● **What is required**
Arrange the records as a Markdown table with columns headed No. and Line, numbering each row and leaving out blank lines, beginning with the line that contains "Where can you find the trophy handle?" and continuing through the line that contains "<point>240,165</point>". Include only those lines.
==============================
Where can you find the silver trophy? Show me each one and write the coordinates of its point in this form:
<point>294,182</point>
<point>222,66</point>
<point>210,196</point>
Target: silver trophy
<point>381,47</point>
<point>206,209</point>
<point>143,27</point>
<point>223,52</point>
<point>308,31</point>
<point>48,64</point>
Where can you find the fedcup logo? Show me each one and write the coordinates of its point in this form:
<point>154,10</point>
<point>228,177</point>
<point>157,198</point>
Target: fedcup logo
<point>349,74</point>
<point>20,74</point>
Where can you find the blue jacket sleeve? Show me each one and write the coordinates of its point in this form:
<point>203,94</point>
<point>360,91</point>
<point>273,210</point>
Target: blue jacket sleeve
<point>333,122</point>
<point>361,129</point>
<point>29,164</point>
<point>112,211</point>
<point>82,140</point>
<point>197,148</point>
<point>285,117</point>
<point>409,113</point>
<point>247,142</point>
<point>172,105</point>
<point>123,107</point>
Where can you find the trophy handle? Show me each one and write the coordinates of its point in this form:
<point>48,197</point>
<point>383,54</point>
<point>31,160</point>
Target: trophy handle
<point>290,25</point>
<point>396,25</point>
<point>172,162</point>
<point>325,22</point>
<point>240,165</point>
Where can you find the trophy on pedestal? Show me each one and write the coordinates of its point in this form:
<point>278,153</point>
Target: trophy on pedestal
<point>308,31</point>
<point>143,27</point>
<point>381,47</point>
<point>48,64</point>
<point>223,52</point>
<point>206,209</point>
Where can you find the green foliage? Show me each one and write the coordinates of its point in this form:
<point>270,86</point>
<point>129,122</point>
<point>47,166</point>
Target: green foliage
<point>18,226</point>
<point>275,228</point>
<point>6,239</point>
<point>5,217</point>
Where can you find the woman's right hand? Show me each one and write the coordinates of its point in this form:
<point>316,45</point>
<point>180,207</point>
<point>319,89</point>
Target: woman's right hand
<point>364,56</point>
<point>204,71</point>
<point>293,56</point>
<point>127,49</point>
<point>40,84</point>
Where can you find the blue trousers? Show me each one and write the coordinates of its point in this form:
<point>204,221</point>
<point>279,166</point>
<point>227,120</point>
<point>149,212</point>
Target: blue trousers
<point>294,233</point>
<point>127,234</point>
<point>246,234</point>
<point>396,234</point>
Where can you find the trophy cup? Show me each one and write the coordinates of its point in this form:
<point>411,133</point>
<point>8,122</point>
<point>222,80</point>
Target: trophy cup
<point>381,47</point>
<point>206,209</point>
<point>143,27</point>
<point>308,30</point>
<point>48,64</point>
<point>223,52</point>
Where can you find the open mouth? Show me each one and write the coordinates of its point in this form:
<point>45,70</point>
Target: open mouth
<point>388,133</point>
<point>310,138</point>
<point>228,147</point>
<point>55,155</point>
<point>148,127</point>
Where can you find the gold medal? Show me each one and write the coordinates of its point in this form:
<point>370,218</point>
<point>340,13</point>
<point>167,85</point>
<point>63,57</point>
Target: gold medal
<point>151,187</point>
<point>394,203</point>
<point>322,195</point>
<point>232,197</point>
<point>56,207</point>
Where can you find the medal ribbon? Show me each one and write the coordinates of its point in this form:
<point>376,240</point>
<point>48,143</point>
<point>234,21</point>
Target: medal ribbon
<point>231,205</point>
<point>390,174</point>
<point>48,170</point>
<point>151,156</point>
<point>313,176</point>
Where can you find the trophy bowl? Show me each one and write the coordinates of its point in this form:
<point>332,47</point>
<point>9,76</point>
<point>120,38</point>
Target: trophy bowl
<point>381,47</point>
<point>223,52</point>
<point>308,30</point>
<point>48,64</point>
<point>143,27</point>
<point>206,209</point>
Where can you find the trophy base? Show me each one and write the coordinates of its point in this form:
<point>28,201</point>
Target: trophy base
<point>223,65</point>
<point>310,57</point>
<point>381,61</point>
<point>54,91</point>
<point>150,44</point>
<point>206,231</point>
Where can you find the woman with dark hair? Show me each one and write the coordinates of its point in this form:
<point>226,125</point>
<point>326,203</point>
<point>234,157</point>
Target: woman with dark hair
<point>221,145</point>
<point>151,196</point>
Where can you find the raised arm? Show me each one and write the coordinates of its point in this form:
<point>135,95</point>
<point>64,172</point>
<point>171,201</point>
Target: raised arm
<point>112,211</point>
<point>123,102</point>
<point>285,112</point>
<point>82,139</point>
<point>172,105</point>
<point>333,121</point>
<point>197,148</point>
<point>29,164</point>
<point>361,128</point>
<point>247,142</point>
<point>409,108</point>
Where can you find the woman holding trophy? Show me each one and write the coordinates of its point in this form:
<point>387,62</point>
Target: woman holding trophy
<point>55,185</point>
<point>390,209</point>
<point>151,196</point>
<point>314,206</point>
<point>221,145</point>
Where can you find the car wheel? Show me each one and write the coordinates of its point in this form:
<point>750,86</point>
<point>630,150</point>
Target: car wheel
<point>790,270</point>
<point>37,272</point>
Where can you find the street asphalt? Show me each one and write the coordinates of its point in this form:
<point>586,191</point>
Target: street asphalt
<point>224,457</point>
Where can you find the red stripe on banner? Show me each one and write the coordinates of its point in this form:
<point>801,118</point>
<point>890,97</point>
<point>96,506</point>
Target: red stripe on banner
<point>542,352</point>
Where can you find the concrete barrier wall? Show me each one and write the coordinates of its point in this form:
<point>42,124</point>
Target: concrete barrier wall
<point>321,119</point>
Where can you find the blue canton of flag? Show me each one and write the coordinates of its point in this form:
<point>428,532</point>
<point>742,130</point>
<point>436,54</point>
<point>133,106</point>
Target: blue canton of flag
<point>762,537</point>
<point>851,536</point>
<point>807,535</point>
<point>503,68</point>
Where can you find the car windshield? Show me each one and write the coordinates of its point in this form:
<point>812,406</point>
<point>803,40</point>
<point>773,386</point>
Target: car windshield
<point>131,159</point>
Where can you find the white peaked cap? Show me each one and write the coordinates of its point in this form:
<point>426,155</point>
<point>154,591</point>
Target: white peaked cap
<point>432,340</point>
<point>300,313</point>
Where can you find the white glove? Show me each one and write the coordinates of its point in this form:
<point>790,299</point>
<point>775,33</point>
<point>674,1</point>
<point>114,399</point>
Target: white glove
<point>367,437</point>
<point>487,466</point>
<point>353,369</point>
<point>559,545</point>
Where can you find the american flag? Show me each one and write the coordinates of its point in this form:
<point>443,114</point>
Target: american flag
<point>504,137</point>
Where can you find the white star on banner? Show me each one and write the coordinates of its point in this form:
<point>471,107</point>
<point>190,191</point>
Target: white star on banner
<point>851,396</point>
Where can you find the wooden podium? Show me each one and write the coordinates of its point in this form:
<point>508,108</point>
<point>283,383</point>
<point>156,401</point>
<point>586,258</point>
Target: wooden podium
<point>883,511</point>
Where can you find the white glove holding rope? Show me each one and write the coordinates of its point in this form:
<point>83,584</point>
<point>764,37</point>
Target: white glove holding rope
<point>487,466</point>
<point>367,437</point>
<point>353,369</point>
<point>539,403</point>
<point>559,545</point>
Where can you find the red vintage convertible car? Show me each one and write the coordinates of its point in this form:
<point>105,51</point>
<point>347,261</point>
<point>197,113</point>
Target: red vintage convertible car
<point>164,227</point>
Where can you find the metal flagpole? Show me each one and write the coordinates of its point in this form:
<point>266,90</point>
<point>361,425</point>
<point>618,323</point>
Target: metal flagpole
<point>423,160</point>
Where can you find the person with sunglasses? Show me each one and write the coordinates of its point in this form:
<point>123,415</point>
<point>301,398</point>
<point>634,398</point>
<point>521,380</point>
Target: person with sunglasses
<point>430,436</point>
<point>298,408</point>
==============================
● **Task answer**
| No. | Line |
|---|---|
| 1 | Where can you find the trophy handle? Show me each one and write the coordinates of its point in this form: |
| 2 | <point>48,197</point> |
| 3 | <point>383,54</point> |
| 4 | <point>31,160</point> |
| 5 | Target: trophy handle |
| 6 | <point>290,25</point> |
| 7 | <point>396,25</point> |
| 8 | <point>172,162</point> |
| 9 | <point>325,22</point> |
| 10 | <point>240,165</point> |